PAGE TEXT:
▬▬▬▬▬▬
When Noisy Labels Meet Class Imbalance on Graphs: A Graph Augmentation Method with LLM and Pseudo Label
It addresses a practical problem of class imbalance and label noise in real-world graph data, which is underexplored but incremental as it builds on existing techniques.
The paper tackles robust node classification for class-imbalanced graphs with noisy labels by proposing GraphALP, a graph augmentation framework using LLMs and pseudo-labeling, which achieves superior performance over state-of-the-art methods.
Class-imbalanced graph node classification is a practical yet underexplored research problem. Although recent studies have attempted to address this issue, they typically assume clean and reliable labels when processing class-imbalanced graphs. This assumption often violates the nature of real-world graphs, where labels frequently contain noise. Given this gap, this paper systematically investigates robust node classification for class-imbalanced graphs with noisy labels. We propose GraphALP, a novel Graph Augmentation framework based on Large language models (LLMs) and Pseudo-labeling techniques. Specifically, we design an LLM-based oversampling method to generate synthetic minority nodes, producing label-accurate minority nodes to alleviate class imbalance. Based on the class-balanced graphs, we develop a dynamically weighted pseudo-labeling method to obtain high-confidence pseudo labels to reduce label noise ratio. Additionally, we implement a secondary LLM-guided oversampling mechanism to mitigate potential class distribution skew caused by pseudo labels. Experimental results show that GraphALP achieves superior performance over state-of-the-art methods on class-imbalanced graphs with noisy labels.
▬▬▬▬▬▬
TASK INSTRUCTIONS:
1. List every method or mechanism that the GraphALP page says the authors design, develop, or implement as part of their framework.
2. Return the passage of the GraphALP page from "The paper tackles" up to and including "over state-of-the-art methods.", word for word.

Stored data entries:
▬▬▬▬▬▬
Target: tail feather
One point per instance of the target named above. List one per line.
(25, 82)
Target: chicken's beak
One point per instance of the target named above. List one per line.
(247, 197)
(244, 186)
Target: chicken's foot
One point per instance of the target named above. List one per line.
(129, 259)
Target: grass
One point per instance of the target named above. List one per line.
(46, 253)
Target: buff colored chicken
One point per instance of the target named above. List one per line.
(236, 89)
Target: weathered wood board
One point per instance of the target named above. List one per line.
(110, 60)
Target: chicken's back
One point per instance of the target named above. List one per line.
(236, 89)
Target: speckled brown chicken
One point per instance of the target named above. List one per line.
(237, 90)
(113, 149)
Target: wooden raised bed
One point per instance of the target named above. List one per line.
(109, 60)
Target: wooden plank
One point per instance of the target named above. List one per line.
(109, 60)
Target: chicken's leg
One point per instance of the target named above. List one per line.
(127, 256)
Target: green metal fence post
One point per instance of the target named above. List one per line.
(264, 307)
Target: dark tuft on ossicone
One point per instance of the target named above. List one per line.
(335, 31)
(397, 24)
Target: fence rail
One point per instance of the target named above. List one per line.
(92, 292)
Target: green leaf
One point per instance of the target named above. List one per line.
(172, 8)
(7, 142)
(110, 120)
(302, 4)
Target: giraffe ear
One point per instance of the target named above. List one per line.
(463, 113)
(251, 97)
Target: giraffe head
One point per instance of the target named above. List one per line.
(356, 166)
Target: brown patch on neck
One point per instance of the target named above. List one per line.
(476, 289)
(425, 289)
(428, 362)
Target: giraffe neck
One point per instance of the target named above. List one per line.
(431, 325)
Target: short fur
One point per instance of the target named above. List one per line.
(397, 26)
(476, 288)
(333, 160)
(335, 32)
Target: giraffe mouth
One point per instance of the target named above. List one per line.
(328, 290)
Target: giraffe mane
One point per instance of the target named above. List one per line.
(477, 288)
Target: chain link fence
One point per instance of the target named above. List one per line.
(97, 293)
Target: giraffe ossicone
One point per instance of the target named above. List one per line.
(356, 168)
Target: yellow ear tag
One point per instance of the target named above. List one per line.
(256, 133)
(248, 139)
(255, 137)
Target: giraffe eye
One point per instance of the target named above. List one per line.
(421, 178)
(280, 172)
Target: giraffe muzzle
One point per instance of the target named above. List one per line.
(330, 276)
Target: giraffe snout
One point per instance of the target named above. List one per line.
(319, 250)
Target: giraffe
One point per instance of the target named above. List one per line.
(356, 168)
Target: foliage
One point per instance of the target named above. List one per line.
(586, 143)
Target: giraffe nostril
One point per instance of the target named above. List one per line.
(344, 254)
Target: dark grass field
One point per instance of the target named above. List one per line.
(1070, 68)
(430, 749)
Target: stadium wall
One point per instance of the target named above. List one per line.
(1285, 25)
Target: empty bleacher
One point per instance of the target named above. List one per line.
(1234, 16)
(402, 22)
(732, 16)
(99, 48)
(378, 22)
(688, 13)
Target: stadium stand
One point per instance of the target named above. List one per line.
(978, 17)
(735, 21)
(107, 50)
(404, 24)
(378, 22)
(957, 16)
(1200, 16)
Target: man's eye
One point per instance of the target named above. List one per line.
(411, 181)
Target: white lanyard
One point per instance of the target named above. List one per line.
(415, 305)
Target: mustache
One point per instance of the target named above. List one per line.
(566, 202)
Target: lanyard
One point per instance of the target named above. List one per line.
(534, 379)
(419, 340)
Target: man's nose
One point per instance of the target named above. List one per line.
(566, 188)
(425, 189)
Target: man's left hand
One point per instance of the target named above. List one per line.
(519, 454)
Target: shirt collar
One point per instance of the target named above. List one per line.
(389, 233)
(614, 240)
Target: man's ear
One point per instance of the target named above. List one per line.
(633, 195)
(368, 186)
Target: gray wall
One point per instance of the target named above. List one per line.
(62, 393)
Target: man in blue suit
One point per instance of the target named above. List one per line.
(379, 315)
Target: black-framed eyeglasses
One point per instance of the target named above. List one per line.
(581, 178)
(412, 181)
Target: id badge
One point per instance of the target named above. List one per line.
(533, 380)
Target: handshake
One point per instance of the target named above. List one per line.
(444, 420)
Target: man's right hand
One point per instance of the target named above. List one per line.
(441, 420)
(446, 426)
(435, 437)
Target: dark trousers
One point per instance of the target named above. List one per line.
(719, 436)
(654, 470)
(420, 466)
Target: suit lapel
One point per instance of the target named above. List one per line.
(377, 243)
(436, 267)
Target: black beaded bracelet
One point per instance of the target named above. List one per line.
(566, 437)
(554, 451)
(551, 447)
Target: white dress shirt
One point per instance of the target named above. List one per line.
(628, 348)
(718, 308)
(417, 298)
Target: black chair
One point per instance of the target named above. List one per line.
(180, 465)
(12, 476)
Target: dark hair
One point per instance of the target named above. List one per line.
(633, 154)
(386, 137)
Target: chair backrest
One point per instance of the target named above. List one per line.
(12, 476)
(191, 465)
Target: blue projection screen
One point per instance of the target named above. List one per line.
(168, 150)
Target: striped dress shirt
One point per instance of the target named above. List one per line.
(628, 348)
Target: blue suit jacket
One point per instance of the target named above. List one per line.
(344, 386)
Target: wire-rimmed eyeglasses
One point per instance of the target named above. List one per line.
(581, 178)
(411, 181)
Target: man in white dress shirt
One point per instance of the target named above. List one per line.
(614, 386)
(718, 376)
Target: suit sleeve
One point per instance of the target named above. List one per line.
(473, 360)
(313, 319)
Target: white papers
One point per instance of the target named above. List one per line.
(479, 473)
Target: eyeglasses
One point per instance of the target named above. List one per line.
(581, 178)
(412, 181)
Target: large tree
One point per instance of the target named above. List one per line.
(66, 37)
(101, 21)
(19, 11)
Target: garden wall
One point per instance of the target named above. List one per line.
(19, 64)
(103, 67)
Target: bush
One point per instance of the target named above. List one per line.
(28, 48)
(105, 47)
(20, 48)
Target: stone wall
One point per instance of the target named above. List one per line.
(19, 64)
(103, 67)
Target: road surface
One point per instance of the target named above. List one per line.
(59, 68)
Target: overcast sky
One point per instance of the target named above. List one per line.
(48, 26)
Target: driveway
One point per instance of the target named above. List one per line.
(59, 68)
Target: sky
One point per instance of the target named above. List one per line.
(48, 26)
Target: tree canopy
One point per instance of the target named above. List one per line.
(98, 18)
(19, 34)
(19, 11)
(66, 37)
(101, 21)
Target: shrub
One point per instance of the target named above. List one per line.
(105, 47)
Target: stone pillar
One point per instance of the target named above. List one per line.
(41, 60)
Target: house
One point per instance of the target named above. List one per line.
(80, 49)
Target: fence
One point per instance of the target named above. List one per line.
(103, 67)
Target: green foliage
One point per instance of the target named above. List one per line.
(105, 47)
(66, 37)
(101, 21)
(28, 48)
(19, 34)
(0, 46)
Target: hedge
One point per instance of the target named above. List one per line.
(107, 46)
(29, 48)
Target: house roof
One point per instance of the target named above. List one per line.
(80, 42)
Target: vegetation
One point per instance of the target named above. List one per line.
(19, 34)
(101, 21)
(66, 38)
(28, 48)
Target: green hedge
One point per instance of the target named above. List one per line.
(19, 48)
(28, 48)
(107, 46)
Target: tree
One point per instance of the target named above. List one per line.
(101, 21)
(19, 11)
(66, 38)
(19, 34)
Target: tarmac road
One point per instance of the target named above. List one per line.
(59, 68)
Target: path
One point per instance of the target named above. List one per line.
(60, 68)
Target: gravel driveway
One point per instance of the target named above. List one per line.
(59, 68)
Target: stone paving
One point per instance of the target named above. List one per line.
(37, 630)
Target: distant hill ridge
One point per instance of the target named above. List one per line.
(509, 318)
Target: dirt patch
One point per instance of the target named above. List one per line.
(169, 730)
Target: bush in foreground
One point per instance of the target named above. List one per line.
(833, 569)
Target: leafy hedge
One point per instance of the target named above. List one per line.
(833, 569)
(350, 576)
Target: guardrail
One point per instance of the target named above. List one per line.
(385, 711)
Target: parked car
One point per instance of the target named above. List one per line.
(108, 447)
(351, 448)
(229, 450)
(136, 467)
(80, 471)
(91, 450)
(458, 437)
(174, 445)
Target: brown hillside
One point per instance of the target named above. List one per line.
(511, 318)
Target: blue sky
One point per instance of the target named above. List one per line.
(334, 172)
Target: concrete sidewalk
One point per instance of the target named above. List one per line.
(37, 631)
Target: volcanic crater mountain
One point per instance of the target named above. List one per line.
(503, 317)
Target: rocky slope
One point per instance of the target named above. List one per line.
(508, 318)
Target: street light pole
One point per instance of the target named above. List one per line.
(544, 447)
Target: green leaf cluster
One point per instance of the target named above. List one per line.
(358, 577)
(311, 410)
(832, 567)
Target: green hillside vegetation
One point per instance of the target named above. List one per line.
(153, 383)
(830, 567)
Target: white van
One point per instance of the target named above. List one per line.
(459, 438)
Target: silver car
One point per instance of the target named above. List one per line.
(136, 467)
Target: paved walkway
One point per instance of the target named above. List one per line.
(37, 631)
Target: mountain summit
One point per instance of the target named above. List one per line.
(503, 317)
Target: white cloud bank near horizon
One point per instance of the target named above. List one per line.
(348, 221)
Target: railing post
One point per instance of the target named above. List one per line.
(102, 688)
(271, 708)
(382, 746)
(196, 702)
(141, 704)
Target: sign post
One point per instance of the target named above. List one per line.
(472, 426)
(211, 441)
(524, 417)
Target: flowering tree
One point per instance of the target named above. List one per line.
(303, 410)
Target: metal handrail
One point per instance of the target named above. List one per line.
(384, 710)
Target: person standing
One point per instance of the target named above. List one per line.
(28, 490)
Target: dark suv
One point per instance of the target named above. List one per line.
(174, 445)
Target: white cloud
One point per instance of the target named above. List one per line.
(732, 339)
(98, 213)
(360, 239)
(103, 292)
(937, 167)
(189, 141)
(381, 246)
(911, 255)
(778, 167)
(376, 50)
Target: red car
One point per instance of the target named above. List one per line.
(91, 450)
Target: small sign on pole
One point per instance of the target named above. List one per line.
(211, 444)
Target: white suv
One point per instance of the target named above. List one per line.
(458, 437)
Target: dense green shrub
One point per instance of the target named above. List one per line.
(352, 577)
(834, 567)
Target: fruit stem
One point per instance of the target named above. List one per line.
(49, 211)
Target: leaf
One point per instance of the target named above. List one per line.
▬▬▬▬▬▬
SOLUTIONS TO THE TASKS:
1.
- An LLM-based oversampling method to generate synthetic minority nodes
- A dynamically weighted pseudo-labeling method to obtain high-confidence pseudo labels
- A secondary LLM-guided oversampling mechanism to mitigate potential class distribution skew caused by pseudo labels

2.
The paper tackles robust node classification for class-imbalanced graphs with noisy labels by proposing GraphALP, a graph augmentation framework using LLMs and pseudo-labeling, which achieves superior performance over state-of-the-art methods.